__Page extract__.
BM25 index needs to be rebuilt on document updates. Unlike the Chroma vector store which handles upserts natively, the BM25 index in my implementation is rebuilt from scratch on each document ingestion event. Fine at small scale, will become a bottleneck with large corpora. A production fix is incremental index updates or a dedicated sparse retrieval service.

Stack Summary

Embeddings: NVIDIA NIM (nvidia/nv-embedqa-e5-v5)
Vector store: Chroma Cloud
Sparse retrieval: rank_bm25
Backend: FastAPI (async)
Frontend: Next.js 15
Observability: LangFuse
Deployment: Render (backend) + Vercel (frontend)
Total infra cost: $0 (all free tier)

Full source: https://github.com/vivekpatil200320/contextquery

Wrapping Up
Hybrid retrieval isn't a complex idea — it's two retrievers whose failure modes don't overlap, merged with a formula that takes 10 lines to implement. The results in ContextQuery were significant enough that I now treat it as a default starting point rather than an optimisation.

__Things to do__.
1/ In the hybrid retrieval write-up, what is the total infrastructure cost of the stack?
2/ Pick up the hybrid retrieval write-up after its final sentence and keep writing it.

__Data extract__.
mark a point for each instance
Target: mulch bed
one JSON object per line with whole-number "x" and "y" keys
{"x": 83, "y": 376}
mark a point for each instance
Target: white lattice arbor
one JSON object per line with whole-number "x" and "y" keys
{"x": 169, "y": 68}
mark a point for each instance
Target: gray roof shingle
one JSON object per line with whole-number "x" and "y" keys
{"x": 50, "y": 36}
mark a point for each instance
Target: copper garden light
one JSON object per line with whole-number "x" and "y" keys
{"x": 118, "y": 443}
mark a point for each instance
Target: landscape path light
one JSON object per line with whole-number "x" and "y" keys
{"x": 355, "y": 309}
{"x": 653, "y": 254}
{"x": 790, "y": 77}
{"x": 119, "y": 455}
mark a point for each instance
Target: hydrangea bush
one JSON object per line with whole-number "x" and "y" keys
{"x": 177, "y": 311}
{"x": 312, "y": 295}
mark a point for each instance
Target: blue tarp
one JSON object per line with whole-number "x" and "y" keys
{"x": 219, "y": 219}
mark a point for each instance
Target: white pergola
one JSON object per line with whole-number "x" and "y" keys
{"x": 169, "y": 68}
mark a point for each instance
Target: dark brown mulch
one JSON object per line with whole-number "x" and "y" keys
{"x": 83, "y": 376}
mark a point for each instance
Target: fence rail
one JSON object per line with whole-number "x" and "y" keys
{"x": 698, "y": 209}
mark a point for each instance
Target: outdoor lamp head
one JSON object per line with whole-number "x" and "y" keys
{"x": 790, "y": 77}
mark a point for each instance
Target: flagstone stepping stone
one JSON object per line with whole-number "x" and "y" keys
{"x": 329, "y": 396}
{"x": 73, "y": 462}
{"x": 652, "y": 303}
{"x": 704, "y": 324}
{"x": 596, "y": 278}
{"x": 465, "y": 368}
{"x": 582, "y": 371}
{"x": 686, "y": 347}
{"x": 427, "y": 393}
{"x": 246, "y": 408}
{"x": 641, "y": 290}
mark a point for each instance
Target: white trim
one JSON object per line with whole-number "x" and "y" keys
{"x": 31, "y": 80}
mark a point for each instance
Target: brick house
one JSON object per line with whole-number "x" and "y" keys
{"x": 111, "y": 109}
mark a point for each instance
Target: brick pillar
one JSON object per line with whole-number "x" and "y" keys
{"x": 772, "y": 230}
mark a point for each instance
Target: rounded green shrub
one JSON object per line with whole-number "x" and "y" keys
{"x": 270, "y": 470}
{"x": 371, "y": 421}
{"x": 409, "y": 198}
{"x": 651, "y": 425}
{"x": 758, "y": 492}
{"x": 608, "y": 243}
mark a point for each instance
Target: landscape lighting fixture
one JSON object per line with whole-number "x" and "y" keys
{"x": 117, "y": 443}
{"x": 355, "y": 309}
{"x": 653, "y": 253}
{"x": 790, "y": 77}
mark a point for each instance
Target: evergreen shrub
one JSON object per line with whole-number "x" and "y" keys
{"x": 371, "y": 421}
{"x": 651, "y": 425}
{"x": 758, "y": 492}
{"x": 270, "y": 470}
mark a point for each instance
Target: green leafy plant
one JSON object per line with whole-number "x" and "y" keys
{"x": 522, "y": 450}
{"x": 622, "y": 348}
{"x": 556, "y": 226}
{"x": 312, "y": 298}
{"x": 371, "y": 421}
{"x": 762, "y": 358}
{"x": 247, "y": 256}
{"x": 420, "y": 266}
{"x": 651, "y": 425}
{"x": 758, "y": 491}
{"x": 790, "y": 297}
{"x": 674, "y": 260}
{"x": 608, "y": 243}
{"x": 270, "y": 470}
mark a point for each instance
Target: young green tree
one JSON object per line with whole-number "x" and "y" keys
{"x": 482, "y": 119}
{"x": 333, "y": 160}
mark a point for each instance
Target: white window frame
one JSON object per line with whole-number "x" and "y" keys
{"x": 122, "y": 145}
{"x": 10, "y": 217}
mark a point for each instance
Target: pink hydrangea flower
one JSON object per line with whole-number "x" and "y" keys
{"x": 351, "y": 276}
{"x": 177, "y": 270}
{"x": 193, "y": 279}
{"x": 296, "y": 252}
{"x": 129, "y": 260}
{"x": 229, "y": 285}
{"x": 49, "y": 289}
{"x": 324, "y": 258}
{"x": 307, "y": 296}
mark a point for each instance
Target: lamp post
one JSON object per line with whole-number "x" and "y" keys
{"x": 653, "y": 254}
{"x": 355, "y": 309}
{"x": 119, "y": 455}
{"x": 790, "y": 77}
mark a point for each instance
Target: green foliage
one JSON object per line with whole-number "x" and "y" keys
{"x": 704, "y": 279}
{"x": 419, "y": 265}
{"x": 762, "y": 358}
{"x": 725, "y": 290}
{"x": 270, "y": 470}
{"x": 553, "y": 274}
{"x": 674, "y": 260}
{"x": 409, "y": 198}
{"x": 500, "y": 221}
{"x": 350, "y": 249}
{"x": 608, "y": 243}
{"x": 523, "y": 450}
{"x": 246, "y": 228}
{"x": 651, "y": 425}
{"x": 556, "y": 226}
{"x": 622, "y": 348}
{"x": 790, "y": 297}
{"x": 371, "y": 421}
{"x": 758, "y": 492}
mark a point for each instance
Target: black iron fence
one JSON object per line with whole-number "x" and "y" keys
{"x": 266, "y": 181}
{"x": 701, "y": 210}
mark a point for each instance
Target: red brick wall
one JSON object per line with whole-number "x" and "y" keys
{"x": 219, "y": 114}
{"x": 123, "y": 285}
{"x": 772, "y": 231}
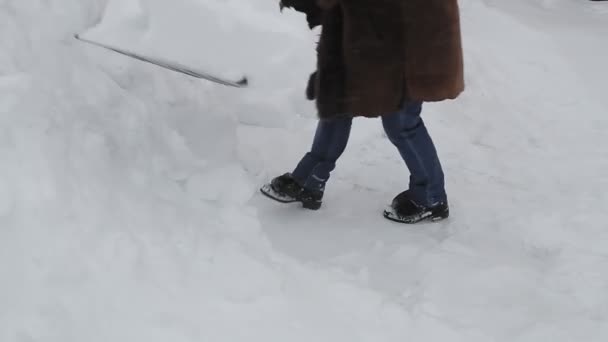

__Answers for the exercise__.
1/ $0, since everything runs on free tiers.

2/
If you're building a RAG system and hitting a precision ceiling, add BM25 before you touch chunk size, overlap, or embedding models. It's the highest-leverage change in the retrieval stack.

Building and writing about production AI systems — find more at https://vivekpatil23.hashnode.dev

Top comments (4)

Tae Kim • Jul 4

The 12.5% faithfulness gap is the more interesting result: RRF surfaces the right chunk, but when the answer spans a boundary, precision and faithfulness decouple — you retrieve something, just not the thing containing the full claim. Semantic chunking helps, but the harder fix is query-aware boundary detection where the chunker knows what questions the corpus will answer. The split-answer case is where purely recall-optimized retrieval hits its ceiling and context assembly becomes the bottleneck.

Vivek Patil • Jul 6

Exactly right — and you've named the thing I glossed over in the writeup. RRF optimizes for recall of the right chunk, but when a claim is semantically distributed across a boundary, you're retrieving near the answer, not the answer itself. The precision metric I used doesn't catch this because it only checks chunk presence, not claim completeness.
The query-aware boundary detection angle is something I haven't seen implemented cleanly anywhere — most semantic chunking still uses embedding similarity between adjacent sentences rather than prospective question coverage. If you've seen an approach that handles the split-answer case well I'd genuinely want to read it — it's the next thing I'm digging into for ContextQuery v2.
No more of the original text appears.